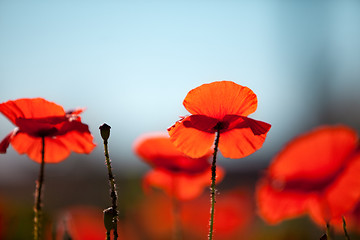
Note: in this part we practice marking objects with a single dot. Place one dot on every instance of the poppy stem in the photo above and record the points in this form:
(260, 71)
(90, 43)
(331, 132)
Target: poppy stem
(328, 231)
(176, 211)
(110, 214)
(347, 237)
(213, 184)
(38, 189)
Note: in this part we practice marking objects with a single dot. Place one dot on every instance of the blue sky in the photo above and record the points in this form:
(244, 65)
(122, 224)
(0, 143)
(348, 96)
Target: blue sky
(131, 63)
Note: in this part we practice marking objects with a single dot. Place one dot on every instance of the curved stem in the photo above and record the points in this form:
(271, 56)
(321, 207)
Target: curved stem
(176, 211)
(347, 237)
(38, 189)
(213, 184)
(328, 231)
(113, 193)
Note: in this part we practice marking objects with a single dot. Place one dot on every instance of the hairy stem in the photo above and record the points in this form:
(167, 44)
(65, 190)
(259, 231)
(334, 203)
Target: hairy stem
(38, 191)
(113, 192)
(176, 211)
(328, 231)
(347, 237)
(213, 185)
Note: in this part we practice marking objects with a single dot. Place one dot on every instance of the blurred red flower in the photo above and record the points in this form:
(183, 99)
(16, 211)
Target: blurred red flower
(83, 223)
(36, 118)
(177, 174)
(234, 215)
(316, 173)
(223, 106)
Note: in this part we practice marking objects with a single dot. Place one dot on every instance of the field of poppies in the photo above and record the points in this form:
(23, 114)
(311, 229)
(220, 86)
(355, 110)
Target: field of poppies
(310, 189)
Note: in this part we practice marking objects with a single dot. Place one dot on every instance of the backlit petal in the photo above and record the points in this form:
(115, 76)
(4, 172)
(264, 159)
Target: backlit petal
(315, 156)
(6, 141)
(277, 205)
(239, 143)
(55, 150)
(221, 98)
(344, 193)
(190, 141)
(30, 108)
(158, 151)
(79, 142)
(180, 185)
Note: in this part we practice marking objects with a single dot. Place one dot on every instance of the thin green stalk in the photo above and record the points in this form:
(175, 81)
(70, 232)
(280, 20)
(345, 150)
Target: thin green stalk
(328, 231)
(112, 212)
(38, 189)
(213, 184)
(347, 237)
(176, 211)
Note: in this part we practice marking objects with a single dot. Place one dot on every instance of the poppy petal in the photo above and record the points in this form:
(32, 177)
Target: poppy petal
(30, 108)
(239, 143)
(316, 156)
(158, 151)
(220, 98)
(55, 150)
(201, 122)
(6, 141)
(344, 193)
(190, 141)
(277, 205)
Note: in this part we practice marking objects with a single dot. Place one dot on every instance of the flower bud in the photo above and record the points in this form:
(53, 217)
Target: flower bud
(105, 131)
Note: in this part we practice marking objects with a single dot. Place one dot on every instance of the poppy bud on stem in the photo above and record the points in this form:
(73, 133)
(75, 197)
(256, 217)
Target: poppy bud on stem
(213, 184)
(347, 237)
(37, 204)
(110, 214)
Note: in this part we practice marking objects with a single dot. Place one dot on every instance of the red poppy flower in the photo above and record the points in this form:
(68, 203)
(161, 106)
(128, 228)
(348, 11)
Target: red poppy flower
(177, 174)
(36, 118)
(316, 173)
(222, 106)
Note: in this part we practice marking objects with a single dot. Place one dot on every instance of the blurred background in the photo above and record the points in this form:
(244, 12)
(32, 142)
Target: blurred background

= = = = = = =

Exercise prompt
An exact copy of all the records, free of pictures, is the expected answer.

Written reply
Note: in this part we practice marking objects with a single dot. Place one dot on every instance of the poppy stem in the photo above and record the points in this form:
(260, 71)
(90, 43)
(331, 132)
Target: poppy stem
(328, 231)
(176, 211)
(110, 214)
(347, 237)
(213, 184)
(38, 189)
Note: in this part we practice marking objects with a single dot. Place one dot on every instance of the blue sky in the photo above and record the points in this form:
(244, 65)
(122, 224)
(0, 143)
(348, 96)
Target: blue sky
(131, 63)
Note: in this part we practice marking objects with a single dot. Place one dot on every instance of the curved stem in the photo above and record the points in this form:
(271, 56)
(321, 207)
Target: curved stem
(176, 211)
(347, 237)
(38, 189)
(213, 184)
(328, 231)
(113, 193)
Note: in this part we practice marking objects with a single dot. Place one dot on every instance of the hairy stem in the photo above and record the points in this form:
(167, 44)
(65, 190)
(259, 231)
(334, 203)
Target: hairy stem
(38, 191)
(113, 192)
(176, 211)
(328, 231)
(347, 237)
(213, 185)
Note: in this part we practice marking objects with a single dot. Place one dot on every instance of the blurred red flower in the photo above and record the points in this form:
(183, 99)
(16, 211)
Target: blurred red flower
(83, 223)
(36, 118)
(177, 174)
(234, 215)
(316, 173)
(223, 106)
Note: in this part we practice marking objects with a single dot. Place one dot on every instance of the field of poppies in the photo above and record the points in this form:
(23, 114)
(311, 229)
(220, 86)
(355, 110)
Target: field of poppies
(310, 189)
Note: in this part we practice marking objects with a single dot. Place one dot on every instance of the backlit petal in the photo above and record the points in this form:
(115, 76)
(4, 172)
(264, 159)
Target: backlit petal
(315, 156)
(6, 141)
(277, 205)
(239, 143)
(55, 150)
(221, 98)
(344, 193)
(190, 141)
(30, 108)
(158, 151)
(79, 142)
(180, 185)
Note: in this part we practice marking objects with a single dot. Place one dot on every instance of the thin green stalk in the photo above and record the points in this form:
(175, 81)
(70, 232)
(280, 20)
(345, 150)
Target: thin green stalk
(328, 231)
(112, 212)
(38, 189)
(213, 184)
(347, 237)
(176, 211)
Note: in this part we practice marking objects with a single dot. Place one dot on every instance of the poppy petal in the photo above and record the points in this form:
(32, 177)
Target: poppy petal
(30, 108)
(239, 143)
(316, 156)
(158, 151)
(220, 98)
(55, 150)
(201, 122)
(6, 141)
(344, 193)
(190, 141)
(277, 205)
Note: in this part we practice marking objects with a single dot. Place one dot on every instance of the flower bud in the photo above and record the points in this form:
(53, 217)
Target: flower bud
(105, 131)
Note: in this part we practice marking objects with a single dot. Place one dot on every instance of the poppy bud on stem in the photo above and record the points in this form:
(73, 133)
(75, 197)
(256, 217)
Target: poppy bud on stem
(213, 184)
(347, 237)
(37, 204)
(110, 214)
Note: in this part we practice marking objects with a single dot. Place one dot on every instance of the red poppy flower in the photo above and record the points in this form:
(68, 203)
(161, 106)
(128, 228)
(348, 11)
Target: red poppy flower
(177, 174)
(36, 118)
(316, 173)
(222, 106)
Note: in this part we practice marking objects with a single dot. Place one dot on every instance of the blurred background in the photo above and record the points in this form:
(244, 12)
(32, 142)
Target: blurred background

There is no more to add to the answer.